** START Raw data **

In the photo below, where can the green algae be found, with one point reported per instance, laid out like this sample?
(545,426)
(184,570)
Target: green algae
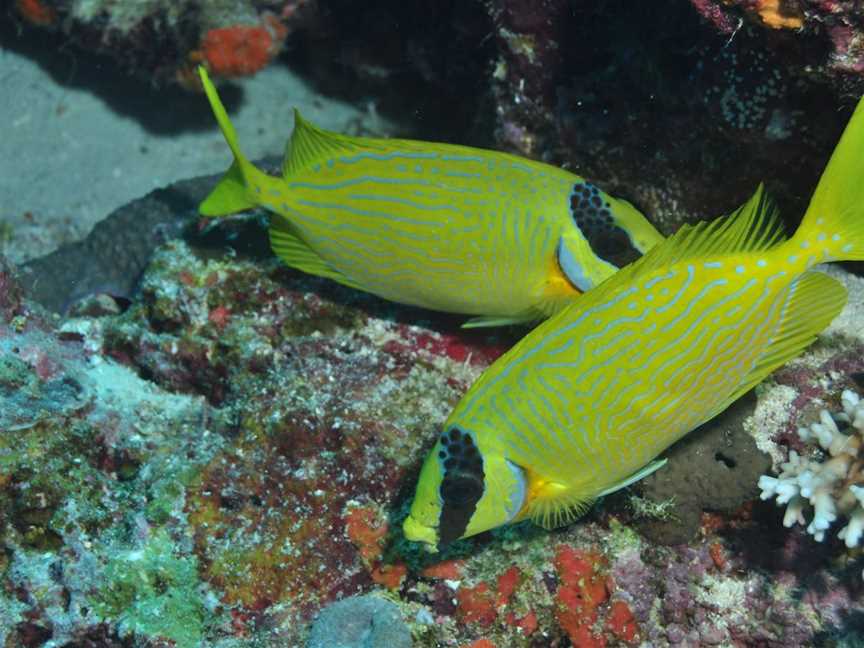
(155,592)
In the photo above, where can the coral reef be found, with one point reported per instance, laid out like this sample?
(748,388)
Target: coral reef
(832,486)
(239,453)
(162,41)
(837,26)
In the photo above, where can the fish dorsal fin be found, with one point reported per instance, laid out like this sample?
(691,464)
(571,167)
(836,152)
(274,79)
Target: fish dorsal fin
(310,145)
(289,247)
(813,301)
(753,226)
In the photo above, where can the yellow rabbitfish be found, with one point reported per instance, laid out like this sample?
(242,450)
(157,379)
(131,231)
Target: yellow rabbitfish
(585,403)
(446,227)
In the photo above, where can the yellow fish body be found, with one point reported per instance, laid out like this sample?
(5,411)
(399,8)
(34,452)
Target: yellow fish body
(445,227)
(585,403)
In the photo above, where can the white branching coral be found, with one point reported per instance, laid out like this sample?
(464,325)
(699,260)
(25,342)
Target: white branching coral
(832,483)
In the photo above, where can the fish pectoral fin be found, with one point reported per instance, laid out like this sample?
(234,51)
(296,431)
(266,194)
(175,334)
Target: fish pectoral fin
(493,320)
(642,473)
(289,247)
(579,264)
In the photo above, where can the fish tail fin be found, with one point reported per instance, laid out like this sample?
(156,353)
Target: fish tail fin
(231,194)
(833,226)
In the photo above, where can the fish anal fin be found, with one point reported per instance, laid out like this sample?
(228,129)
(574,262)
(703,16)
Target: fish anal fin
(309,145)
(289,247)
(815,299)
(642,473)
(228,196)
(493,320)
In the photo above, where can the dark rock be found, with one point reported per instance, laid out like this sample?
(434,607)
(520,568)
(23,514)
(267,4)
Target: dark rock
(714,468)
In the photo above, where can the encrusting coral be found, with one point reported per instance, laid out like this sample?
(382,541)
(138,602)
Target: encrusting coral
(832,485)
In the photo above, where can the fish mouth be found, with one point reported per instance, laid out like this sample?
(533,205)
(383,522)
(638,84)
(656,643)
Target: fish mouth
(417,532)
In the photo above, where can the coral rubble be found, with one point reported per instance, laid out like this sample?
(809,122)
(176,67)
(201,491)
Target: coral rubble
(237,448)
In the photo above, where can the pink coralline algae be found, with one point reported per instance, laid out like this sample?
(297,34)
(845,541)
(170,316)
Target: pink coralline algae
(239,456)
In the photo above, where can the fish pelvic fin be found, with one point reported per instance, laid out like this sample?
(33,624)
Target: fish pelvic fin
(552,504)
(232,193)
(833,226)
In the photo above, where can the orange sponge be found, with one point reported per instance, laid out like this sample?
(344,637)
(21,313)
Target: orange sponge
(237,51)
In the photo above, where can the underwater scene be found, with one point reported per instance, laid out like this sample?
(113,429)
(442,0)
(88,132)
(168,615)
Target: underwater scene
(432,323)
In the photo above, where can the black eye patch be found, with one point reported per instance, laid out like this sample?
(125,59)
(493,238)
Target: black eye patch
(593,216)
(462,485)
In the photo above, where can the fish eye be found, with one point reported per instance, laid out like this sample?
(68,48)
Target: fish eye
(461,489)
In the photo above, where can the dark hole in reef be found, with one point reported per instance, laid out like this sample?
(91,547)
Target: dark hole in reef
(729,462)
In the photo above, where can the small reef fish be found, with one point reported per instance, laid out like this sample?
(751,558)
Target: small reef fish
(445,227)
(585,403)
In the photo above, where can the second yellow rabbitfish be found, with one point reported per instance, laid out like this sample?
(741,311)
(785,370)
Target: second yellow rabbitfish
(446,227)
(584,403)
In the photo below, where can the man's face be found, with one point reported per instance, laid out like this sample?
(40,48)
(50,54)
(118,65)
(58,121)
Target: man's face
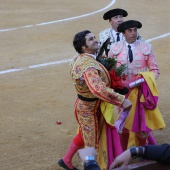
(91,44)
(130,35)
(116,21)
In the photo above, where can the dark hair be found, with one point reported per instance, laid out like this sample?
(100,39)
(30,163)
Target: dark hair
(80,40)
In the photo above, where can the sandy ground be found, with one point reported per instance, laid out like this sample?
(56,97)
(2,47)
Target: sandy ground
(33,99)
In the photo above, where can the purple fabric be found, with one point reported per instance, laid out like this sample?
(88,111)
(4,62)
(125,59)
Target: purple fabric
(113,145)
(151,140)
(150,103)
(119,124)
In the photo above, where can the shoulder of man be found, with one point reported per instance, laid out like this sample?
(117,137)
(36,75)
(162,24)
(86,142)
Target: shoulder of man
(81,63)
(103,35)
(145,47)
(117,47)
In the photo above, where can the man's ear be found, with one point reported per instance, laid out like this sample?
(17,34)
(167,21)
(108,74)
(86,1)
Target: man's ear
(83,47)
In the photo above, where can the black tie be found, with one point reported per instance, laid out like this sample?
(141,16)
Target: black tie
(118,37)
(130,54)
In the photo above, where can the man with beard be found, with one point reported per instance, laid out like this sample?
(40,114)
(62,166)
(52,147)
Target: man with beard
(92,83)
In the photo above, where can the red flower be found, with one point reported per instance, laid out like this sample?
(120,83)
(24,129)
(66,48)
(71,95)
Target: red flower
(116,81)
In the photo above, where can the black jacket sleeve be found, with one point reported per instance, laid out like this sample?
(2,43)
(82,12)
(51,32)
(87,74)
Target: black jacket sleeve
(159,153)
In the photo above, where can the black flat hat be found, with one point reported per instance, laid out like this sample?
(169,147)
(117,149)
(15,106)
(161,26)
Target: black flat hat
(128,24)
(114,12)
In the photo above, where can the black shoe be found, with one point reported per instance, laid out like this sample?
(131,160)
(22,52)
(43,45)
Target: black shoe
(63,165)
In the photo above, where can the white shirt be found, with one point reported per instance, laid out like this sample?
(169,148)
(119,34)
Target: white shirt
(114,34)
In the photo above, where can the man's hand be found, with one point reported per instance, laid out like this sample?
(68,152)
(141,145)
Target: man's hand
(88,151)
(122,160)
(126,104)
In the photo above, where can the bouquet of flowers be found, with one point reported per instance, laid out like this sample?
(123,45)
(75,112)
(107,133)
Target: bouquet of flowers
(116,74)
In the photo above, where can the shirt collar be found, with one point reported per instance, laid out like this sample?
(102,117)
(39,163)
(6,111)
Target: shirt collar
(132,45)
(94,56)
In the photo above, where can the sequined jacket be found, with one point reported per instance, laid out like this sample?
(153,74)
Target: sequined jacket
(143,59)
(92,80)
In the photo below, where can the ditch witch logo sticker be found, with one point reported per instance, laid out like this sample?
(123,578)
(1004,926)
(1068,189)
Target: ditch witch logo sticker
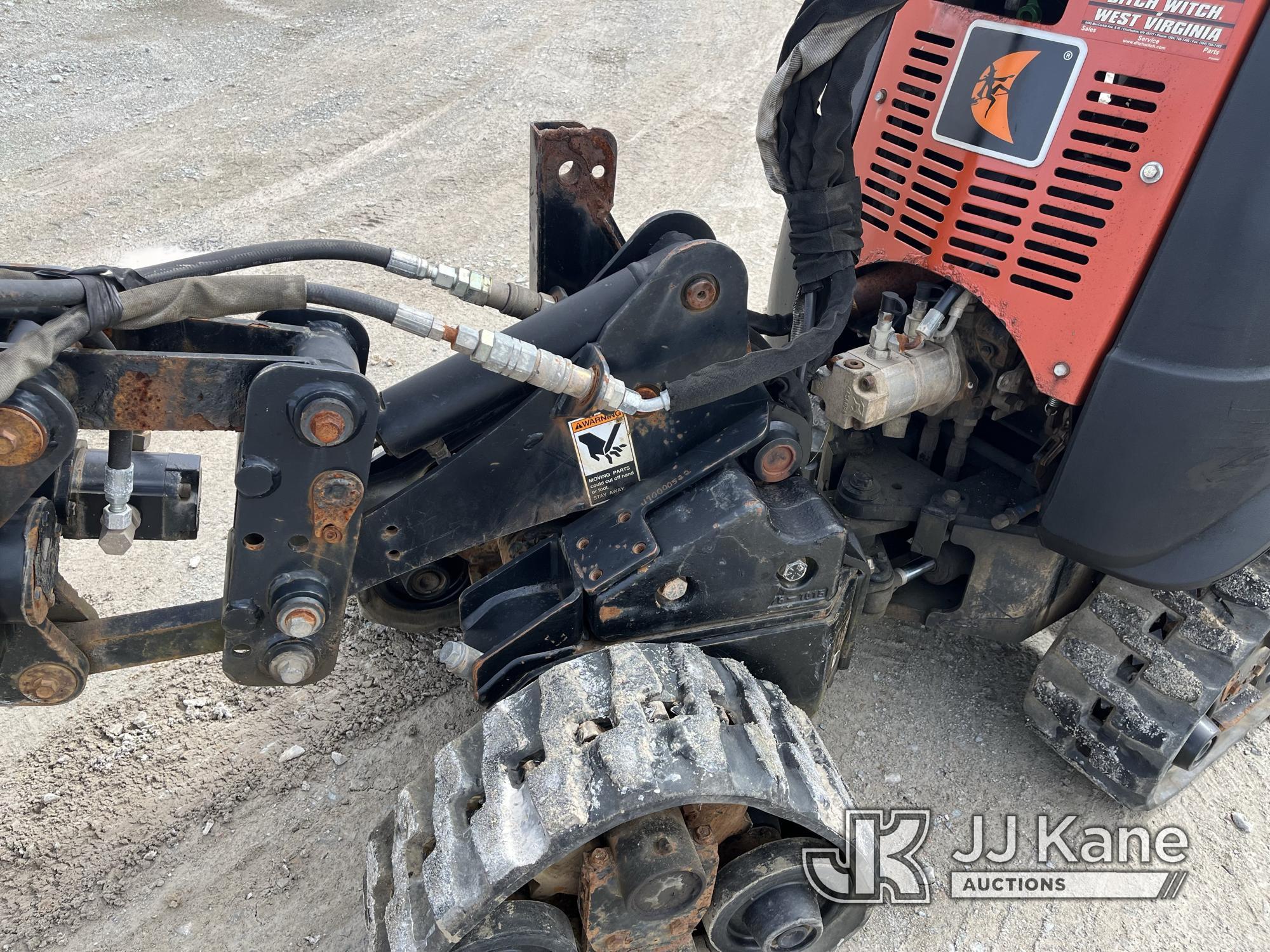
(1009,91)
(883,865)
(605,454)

** END Raw data **

Pictures aside, set down the lines from the one containing "In the photo above, where can the bouquet" through the end of the records above, exactly and only those.

Answer:
In the photo above, where can the bouquet of flowers be found, with one point reported per instance, laid out like this sample?
(123,45)
(75,112)
(107,133)
Target: bouquet of flowers
(116,74)
In the photo above, where can the shirt collar be found, with one point reported per instance, laid out like this sample?
(102,117)
(39,163)
(6,111)
Target: shirt collar
(132,45)
(94,56)
In the photo above, where can the sequined jacket be found, with one point reported per instance, laid out like this sample?
(153,74)
Target: sequined jacket
(143,59)
(92,80)
In the photo below, where can the ditch witch logo sticker be found, with one point reported per instance, laid out like this sample?
(123,578)
(1004,926)
(1068,189)
Target: ditch witch logo sticker
(1009,91)
(883,865)
(605,454)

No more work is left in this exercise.